Questions ▸
1. Copy the course description starting at "Session 2 (Leo" and ending at "DALL·E 1 and 2).", renaming "GANs" to "adversarial networks" everywhere it appears.
2. Answer these questions from the course description.
(a) Who leads Session 1?
(b) Which decade does the course description give for Eigenfaces?
(c) Which image generation technique does Session 2 call the most widely used of the last decade?
3. Resume the course description from where it stops.

This module addresses fundamental aspects of investigative practice in digital environments and dwells on the importance of using methodology(ies) for data inquiry. Researchers doing investigations using Open Source Intelligence (OSINT) tools, data collection and analysis, as well as developing automated tools for investigations will benefit from this module. It critically reflects on the essential phases of digital investigations at large: Identification of a Problem (formulation of hypotheses), Information Gathering, Preservation, Verification, Analysis, and Dissemination.

By the end of the module, participants would have the principles to conduct investigations that effectively identify, prove, and strategically disseminate issues in the public interest, with fairness and rigour. Its scope is meant to be applied along with the rest of tools and methods from SDS 2022 modules.


Computer vision, automated image generation and deepfakes 

Session 1 (Anne Alexander)

The first session in this module will provide an overview of the basic tasks of computer vision such as Image Classification, Object Detection, Image-to-Image Translation, Image Captioning, Image Segmentation with examples of their application in different sectors of the economy and society. We will introduce participants to a critical framework for understanding computer vision systems as interpretative rather than descriptive tools, exploring the history of their development through a case study investigating the genesis of ImageNet, a massive set of training data which was instrumental in creating conditions for breakthroughs in “deep learning” approaches to designing AI systems.

Session 2 (Leo Impett)

This session will look at AI-generated images, from Hollywood CGI to “deepfakes”. We’ll start by asking how we got here: looking at the first generative image models, including Eigenfaces (from the 1990s) and early computer graphics. We’ll look at what a generative AI model is formally, before looking at the most widely used image generation technique of the last decade, Generative Adversarial Networks (GANs). We’ll try to train and use some GANs, both for generating images from scratch and for converting between ‘image domains’ (a commonly used deepfake technique). Finally, we’ll look at what the future holds for image generation: image diffusion models and text-to-image models (e.g. OpenAI’s DALL·E 1 and 2).

Natural language descriptions of regions ▸

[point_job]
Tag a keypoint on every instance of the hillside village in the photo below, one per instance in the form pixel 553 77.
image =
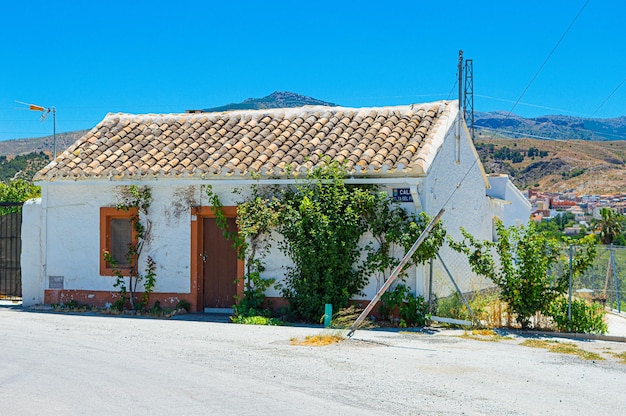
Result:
pixel 584 208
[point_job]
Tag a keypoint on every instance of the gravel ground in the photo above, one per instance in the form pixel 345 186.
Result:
pixel 102 365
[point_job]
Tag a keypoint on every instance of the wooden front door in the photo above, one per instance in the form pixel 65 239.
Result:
pixel 219 265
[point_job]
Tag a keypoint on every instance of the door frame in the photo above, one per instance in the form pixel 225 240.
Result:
pixel 198 214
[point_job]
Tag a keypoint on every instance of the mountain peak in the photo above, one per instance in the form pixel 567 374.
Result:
pixel 277 99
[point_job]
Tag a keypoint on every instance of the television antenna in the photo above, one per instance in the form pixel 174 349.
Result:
pixel 45 112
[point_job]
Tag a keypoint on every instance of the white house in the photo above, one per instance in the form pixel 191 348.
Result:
pixel 423 152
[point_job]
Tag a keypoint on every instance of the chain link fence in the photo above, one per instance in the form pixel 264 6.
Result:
pixel 457 295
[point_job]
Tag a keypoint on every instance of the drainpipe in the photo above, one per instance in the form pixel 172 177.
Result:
pixel 418 208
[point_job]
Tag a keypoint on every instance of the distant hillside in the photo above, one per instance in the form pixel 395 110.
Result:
pixel 40 144
pixel 583 167
pixel 551 127
pixel 22 166
pixel 277 99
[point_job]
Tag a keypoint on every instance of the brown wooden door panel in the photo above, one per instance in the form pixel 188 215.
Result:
pixel 220 265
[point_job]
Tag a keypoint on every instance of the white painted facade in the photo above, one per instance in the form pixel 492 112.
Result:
pixel 61 230
pixel 509 204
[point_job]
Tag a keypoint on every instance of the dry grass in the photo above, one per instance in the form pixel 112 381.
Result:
pixel 320 340
pixel 487 335
pixel 621 357
pixel 562 348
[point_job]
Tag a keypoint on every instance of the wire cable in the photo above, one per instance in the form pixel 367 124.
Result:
pixel 609 97
pixel 546 60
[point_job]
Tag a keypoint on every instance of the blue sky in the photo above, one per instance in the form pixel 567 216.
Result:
pixel 91 58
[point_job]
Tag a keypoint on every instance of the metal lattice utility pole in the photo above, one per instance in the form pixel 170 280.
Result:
pixel 468 95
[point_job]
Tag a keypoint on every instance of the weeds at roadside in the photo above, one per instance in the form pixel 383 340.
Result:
pixel 256 320
pixel 487 335
pixel 562 348
pixel 320 340
pixel 620 356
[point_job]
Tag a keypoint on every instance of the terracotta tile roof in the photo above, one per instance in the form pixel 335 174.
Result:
pixel 378 142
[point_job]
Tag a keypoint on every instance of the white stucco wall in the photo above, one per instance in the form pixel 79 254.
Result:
pixel 62 231
pixel 68 235
pixel 32 253
pixel 510 204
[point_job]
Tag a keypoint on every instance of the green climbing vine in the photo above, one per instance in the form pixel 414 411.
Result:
pixel 136 200
pixel 322 221
pixel 256 217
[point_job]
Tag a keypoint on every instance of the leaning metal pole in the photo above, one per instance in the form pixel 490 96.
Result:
pixel 394 274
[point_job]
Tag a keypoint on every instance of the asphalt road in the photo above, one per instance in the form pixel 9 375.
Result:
pixel 52 364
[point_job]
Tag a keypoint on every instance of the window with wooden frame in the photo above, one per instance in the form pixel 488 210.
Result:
pixel 116 236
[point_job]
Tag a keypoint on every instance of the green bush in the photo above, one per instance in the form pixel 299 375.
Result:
pixel 412 310
pixel 253 300
pixel 587 318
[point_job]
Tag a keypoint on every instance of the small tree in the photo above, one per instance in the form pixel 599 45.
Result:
pixel 17 190
pixel 522 270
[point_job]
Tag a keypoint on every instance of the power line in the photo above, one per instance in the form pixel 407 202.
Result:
pixel 609 97
pixel 546 60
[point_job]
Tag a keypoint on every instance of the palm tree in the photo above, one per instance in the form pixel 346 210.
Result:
pixel 610 225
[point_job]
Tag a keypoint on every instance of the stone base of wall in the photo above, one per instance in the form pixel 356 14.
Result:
pixel 102 299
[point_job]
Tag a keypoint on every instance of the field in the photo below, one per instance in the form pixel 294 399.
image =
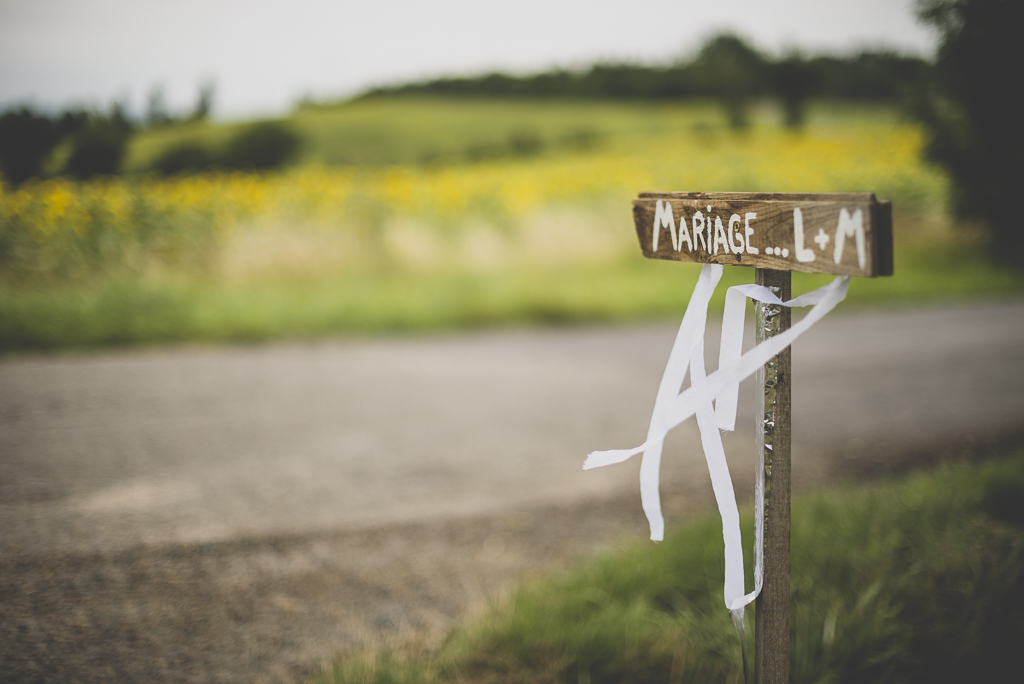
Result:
pixel 416 214
pixel 906 582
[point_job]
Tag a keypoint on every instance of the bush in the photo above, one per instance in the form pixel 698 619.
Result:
pixel 99 146
pixel 26 140
pixel 974 117
pixel 262 146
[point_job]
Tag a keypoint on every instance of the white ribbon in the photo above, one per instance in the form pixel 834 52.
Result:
pixel 722 387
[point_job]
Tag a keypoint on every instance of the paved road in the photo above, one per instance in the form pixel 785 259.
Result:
pixel 236 513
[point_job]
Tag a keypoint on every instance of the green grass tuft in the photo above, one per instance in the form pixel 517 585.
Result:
pixel 911 582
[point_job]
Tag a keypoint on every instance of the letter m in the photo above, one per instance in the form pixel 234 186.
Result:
pixel 850 226
pixel 664 219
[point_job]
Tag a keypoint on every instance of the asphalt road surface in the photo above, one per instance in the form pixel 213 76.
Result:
pixel 246 513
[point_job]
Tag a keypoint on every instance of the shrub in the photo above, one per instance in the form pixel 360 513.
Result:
pixel 99 146
pixel 26 140
pixel 974 117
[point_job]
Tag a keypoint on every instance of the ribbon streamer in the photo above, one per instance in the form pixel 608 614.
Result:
pixel 713 399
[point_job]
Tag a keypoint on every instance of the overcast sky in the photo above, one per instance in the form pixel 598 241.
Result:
pixel 263 55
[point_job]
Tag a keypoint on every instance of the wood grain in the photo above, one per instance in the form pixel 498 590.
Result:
pixel 771 608
pixel 748 228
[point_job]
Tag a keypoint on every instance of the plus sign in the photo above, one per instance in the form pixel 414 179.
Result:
pixel 821 240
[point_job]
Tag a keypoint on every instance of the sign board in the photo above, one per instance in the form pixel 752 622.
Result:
pixel 837 233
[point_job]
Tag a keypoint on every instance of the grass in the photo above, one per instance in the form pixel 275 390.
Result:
pixel 508 240
pixel 425 130
pixel 919 581
pixel 176 307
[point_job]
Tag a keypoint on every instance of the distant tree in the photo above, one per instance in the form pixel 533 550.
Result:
pixel 975 113
pixel 27 139
pixel 204 102
pixel 156 109
pixel 733 72
pixel 99 145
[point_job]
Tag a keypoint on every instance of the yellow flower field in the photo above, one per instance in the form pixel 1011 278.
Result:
pixel 576 204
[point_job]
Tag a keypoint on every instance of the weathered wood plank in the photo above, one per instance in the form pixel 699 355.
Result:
pixel 839 233
pixel 771 609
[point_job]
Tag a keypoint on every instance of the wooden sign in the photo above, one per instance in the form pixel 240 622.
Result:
pixel 838 233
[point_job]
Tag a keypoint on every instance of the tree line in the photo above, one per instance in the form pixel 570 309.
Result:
pixel 726 69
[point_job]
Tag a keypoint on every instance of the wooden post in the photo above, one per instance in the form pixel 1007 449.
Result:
pixel 771 617
pixel 841 233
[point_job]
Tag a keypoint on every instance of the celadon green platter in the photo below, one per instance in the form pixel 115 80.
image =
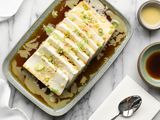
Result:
pixel 45 100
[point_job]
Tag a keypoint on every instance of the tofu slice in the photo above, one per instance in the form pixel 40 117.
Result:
pixel 102 27
pixel 63 49
pixel 48 74
pixel 72 45
pixel 80 43
pixel 88 30
pixel 80 33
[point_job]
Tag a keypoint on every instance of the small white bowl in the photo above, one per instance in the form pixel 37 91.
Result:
pixel 148 3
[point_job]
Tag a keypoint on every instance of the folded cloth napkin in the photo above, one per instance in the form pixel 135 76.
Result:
pixel 7 113
pixel 8 8
pixel 128 87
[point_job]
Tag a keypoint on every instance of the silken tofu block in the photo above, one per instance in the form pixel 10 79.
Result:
pixel 52 77
pixel 74 42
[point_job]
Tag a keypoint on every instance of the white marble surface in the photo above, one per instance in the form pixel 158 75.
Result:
pixel 13 29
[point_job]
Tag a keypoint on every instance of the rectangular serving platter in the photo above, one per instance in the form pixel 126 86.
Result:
pixel 89 85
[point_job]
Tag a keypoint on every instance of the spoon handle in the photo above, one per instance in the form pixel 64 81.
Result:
pixel 115 116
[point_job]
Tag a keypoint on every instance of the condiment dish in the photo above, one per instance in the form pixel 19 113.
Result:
pixel 141 65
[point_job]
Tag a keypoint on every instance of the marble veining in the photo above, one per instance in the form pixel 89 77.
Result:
pixel 13 29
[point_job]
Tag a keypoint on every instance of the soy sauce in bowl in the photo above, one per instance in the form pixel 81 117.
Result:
pixel 153 65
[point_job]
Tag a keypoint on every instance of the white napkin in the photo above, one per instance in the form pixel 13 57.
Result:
pixel 8 8
pixel 128 87
pixel 7 113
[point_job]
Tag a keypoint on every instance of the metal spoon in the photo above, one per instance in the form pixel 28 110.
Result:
pixel 128 106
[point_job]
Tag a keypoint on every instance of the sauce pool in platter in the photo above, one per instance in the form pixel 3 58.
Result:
pixel 153 65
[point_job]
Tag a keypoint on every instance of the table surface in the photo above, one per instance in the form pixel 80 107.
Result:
pixel 126 64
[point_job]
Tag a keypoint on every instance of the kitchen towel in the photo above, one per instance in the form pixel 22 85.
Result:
pixel 7 113
pixel 127 87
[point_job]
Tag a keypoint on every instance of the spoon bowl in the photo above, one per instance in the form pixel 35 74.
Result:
pixel 129 106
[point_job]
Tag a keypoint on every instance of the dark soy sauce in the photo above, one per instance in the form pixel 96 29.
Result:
pixel 153 65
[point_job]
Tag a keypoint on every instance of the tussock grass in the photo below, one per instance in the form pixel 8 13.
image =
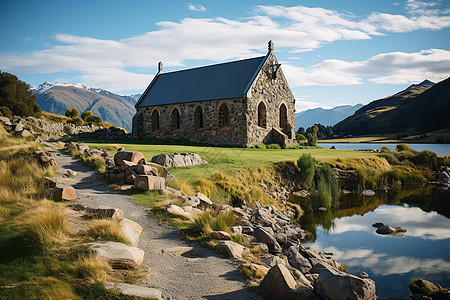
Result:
pixel 212 220
pixel 107 230
pixel 48 226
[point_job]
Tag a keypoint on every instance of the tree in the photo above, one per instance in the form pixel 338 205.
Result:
pixel 17 96
pixel 72 113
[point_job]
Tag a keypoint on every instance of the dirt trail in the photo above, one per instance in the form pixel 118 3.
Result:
pixel 178 277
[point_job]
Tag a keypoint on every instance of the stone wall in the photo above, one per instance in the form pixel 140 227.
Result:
pixel 210 133
pixel 273 93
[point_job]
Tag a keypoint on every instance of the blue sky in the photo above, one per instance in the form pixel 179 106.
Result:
pixel 332 52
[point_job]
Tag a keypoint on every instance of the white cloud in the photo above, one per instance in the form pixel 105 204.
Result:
pixel 296 29
pixel 389 68
pixel 196 7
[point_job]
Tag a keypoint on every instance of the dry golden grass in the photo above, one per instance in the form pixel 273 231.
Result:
pixel 107 229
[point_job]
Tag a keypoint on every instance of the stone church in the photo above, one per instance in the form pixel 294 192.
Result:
pixel 239 103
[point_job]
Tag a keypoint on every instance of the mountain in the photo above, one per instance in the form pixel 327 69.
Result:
pixel 420 108
pixel 326 117
pixel 57 97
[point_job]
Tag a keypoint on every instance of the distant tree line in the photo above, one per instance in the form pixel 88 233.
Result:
pixel 16 97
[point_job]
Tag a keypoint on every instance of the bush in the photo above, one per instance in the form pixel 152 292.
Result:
pixel 5 112
pixel 306 164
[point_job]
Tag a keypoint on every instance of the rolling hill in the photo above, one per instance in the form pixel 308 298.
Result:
pixel 326 117
pixel 420 108
pixel 115 109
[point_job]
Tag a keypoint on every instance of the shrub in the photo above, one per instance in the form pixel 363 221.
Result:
pixel 426 158
pixel 273 146
pixel 306 165
pixel 5 112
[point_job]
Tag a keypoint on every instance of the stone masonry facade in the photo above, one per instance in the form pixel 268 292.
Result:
pixel 265 116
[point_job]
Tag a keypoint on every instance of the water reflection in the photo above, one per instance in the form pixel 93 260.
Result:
pixel 392 261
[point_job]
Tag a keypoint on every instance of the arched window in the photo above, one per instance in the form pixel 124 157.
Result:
pixel 224 119
pixel 198 117
pixel 175 119
pixel 155 120
pixel 283 116
pixel 262 115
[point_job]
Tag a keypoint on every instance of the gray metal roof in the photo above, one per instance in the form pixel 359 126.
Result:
pixel 220 81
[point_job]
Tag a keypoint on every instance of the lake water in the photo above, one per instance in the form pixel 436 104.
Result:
pixel 439 149
pixel 391 261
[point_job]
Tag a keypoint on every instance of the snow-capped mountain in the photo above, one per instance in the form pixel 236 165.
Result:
pixel 57 97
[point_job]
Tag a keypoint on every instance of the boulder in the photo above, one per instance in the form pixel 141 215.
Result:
pixel 131 230
pixel 205 202
pixel 118 255
pixel 265 237
pixel 145 170
pixel 149 182
pixel 134 157
pixel 278 283
pixel 178 160
pixel 177 211
pixel 105 212
pixel 334 285
pixel 220 235
pixel 190 200
pixel 125 164
pixel 298 261
pixel 133 290
pixel 171 191
pixel 50 183
pixel 368 193
pixel 65 193
pixel 231 249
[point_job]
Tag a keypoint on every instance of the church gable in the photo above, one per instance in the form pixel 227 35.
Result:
pixel 239 103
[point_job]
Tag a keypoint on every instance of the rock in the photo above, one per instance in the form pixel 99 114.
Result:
pixel 145 170
pixel 125 164
pixel 171 191
pixel 220 235
pixel 263 236
pixel 134 157
pixel 177 211
pixel 205 202
pixel 65 193
pixel 260 247
pixel 277 284
pixel 231 249
pixel 70 173
pixel 368 193
pixel 333 284
pixel 236 230
pixel 298 261
pixel 190 200
pixel 133 290
pixel 363 274
pixel 105 212
pixel 131 230
pixel 118 255
pixel 25 133
pixel 386 229
pixel 149 182
pixel 50 183
pixel 178 160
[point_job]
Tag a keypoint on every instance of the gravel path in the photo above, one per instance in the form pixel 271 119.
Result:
pixel 208 276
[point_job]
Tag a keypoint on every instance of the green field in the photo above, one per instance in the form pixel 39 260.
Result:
pixel 229 159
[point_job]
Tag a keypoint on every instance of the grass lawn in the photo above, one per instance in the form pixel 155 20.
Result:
pixel 228 159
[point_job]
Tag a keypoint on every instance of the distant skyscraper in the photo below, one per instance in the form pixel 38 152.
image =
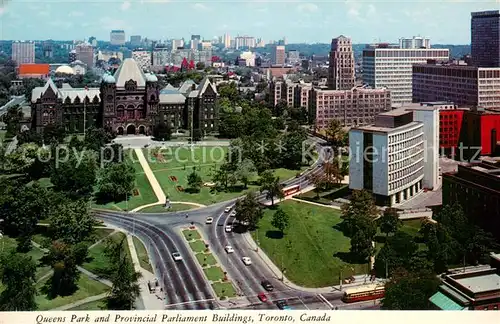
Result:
pixel 23 52
pixel 117 37
pixel 195 41
pixel 341 69
pixel 136 40
pixel 415 42
pixel 85 53
pixel 485 38
pixel 227 40
pixel 278 55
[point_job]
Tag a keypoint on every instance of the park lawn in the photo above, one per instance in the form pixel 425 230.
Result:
pixel 197 246
pixel 161 208
pixel 142 254
pixel 191 235
pixel 99 263
pixel 207 259
pixel 95 305
pixel 224 289
pixel 87 287
pixel 214 273
pixel 313 250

Numbered responses ▸
1.
Session 2 (Leo Impett)

This session will look at AI-generated images, from Hollywood CGI to “deepfakes”. We’ll start by asking how we got here: looking at the first generative image models, including Eigenfaces (from the 1990s) and early computer graphics. We’ll look at what a generative AI model is formally, before looking at the most widely used image generation technique of the last decade, Generative Adversarial Networks (adversarial networks). We’ll try to train and use some adversarial networks, both for generating images from scratch and for converting between ‘image domains’ (a commonly used deepfake technique). Finally, we’ll look at what the future holds for image generation: image diffusion models and text-to-image models (e.g. OpenAI’s DALL·E 1 and 2).

2.
(a) Anne Alexander
(b) The 1990s
(c) Generative Adversarial Networks (GANs)

3.
Introduction to Text Mining: Analysing Fake News with R

(Meng Liu)

This module serves as an entry point into the world of text mining. Text mining, also called text data mining or quantitative text analysis, refers to the process of transforming unstructured textual data into a structured format to identify meaningful patterns and to generate new insights. We will go over fundamental concepts such as tokenisation, n-grams, document-term matrix, bag-of-words and tf-idf, with the aim to build a foundational understanding of quantitative text analysis.

We will be working with an open dataset of fake news as well as a variety of packages handy for text mining (e.g., tidyverse and tidytext). One of the outputs of this module will be a hands-on project of topic modelling. Participants will have the opportunity to practise exploring and visualising text data. Study materials and exercises (with code scripts) will be provided to all participants.No prior experience with R is assumed to complete the module: participants can decide whether to code along the self-paced learning materials and exercises (solutions provided).


Social Network Analysis with Digital Data

(Hugo Leal)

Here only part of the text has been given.